DIRECTION = Render all the items below as a numbered list of their lines, skipping any blank lines and leaving the pictures out.

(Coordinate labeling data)
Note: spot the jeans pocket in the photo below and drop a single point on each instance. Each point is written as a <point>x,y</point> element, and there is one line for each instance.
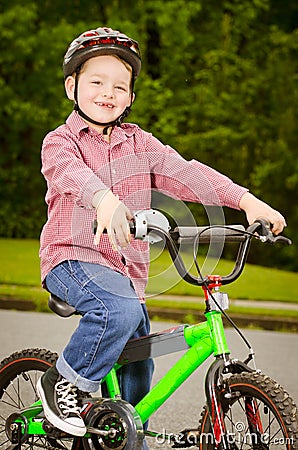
<point>56,286</point>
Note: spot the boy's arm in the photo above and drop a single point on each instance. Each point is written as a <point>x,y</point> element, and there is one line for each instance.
<point>256,209</point>
<point>112,215</point>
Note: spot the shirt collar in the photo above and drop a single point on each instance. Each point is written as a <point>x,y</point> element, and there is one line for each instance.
<point>76,125</point>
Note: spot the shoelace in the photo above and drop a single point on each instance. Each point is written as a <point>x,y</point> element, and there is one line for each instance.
<point>67,397</point>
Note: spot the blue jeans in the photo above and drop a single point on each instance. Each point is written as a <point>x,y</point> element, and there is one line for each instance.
<point>111,315</point>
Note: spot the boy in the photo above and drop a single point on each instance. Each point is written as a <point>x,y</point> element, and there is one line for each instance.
<point>97,167</point>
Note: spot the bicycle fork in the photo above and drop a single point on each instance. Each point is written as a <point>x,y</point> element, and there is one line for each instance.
<point>214,383</point>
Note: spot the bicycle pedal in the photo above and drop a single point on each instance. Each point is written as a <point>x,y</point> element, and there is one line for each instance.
<point>52,431</point>
<point>186,439</point>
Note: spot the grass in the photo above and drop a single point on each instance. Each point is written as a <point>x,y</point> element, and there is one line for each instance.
<point>20,279</point>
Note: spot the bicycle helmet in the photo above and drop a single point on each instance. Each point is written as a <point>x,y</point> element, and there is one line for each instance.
<point>101,41</point>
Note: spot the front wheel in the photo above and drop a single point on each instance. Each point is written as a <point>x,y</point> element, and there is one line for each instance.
<point>257,413</point>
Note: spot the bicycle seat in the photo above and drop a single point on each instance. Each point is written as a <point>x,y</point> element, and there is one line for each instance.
<point>60,307</point>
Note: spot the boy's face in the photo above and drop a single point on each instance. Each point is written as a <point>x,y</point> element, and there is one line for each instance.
<point>104,89</point>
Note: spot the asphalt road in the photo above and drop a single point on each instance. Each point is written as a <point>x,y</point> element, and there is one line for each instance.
<point>276,355</point>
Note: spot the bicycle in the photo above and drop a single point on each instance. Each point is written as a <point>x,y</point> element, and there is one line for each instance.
<point>236,392</point>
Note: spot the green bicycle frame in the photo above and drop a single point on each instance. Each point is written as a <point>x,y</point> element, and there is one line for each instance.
<point>203,340</point>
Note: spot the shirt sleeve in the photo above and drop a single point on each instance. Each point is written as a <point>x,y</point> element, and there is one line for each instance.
<point>190,180</point>
<point>66,172</point>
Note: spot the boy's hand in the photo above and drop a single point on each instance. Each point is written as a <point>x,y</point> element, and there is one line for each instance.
<point>113,216</point>
<point>256,209</point>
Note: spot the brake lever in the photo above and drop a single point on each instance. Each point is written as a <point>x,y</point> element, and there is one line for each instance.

TASK SOLUTION =
1. Note: spot the jeans pocket in the photo below and drop a single point on each instance. Each point is written as a <point>x,y</point> element, and there is one line for each instance.
2. <point>56,286</point>
3. Note: spot the boy's arm in the photo above and drop a single point on each instance. Each point is written as a <point>x,y</point> element, and there is one line for each instance.
4. <point>256,209</point>
5. <point>112,215</point>
6. Note: spot the shirt collar in the photo above and drop a single point on each instance. Each point is written as a <point>x,y</point> element, and there is one line for each instance.
7. <point>76,125</point>
8. Note: spot the shoelace in the photo above and drop a single point on each instance. Each point is written as a <point>x,y</point> element, and there is one line for each instance.
9. <point>67,397</point>
10. Note: spot the blue jeans in the photo above and drop a single point on each instance. Each point is written as a <point>x,y</point> element, and there is one line for each instance.
11. <point>111,315</point>
12. Note: spot the boy in the photo above and drop a single point on each instance. Each point is written as a <point>x,y</point> element, and there is one line for each instance.
13. <point>97,167</point>
14. Note: spot the bicycle fork in the photo above and drop a single point on each instance. Each point is written as a <point>x,y</point> element, and there is one line for each instance.
15. <point>214,383</point>
16. Note: spot the bicycle pedal in the photo above and drop a single point on each instance. Each point is written as a <point>x,y</point> element, and there is one line for each instance.
17. <point>52,431</point>
18. <point>186,439</point>
19. Note: spot the grass in the photo above and drop a single point on each instance. Each point is written as a <point>x,y</point> element, and there is one line for each instance.
20. <point>20,279</point>
21. Note: spot the bicycle helmet in the photo above and drop a single point on each instance. Each point is written as a <point>x,y</point> element, and there is one line for each instance.
22. <point>101,41</point>
23. Note: spot the front wheel in the photo above and drop a single point on each instance. Each point is written as a <point>x,y</point> element, and there is one line for each instance.
24. <point>257,413</point>
25. Note: spot the bicycle seat in the photo above and drop a single point on each instance. Each point is written as a <point>x,y</point> element, and there is one line for each instance.
26. <point>60,307</point>
27. Note: spot the boy's face in the photo above and drop a single point on each instance. Each point is written as a <point>x,y</point> element, and there is one line for each instance.
28. <point>104,89</point>
29. Note: spot the asphalt road in the photo above and drop a single point on each instance. Each point is written as a <point>x,y</point> element, and there is one line for each instance.
30. <point>276,355</point>
31. Note: spot the bicycle in the photo above and drop a single point on each instance. Each point is written as a <point>x,y</point> element, and there is one line for each instance.
32. <point>236,392</point>
33. Note: spot the green bicycle frame in the photo above and drop a single point on each instance. Each point is written as a <point>x,y</point> element, and there is one line for each instance.
34. <point>203,340</point>
35. Note: spot the shirt sleeve in the photo above and drop a single point on each instance. Each point is written as a <point>x,y</point> element, and there is one line for each instance.
36. <point>190,180</point>
37. <point>66,172</point>
38. Note: spot the boy's hand in the photo above and drop a single point on each instance. Each point is written as a <point>x,y</point> element, and there is one line for each instance.
39. <point>113,216</point>
40. <point>256,209</point>
41. Note: spot the brake lever in the photo above and drop a single point on each instance. Each point is written as a <point>x,y</point> element, and there is one line for each instance.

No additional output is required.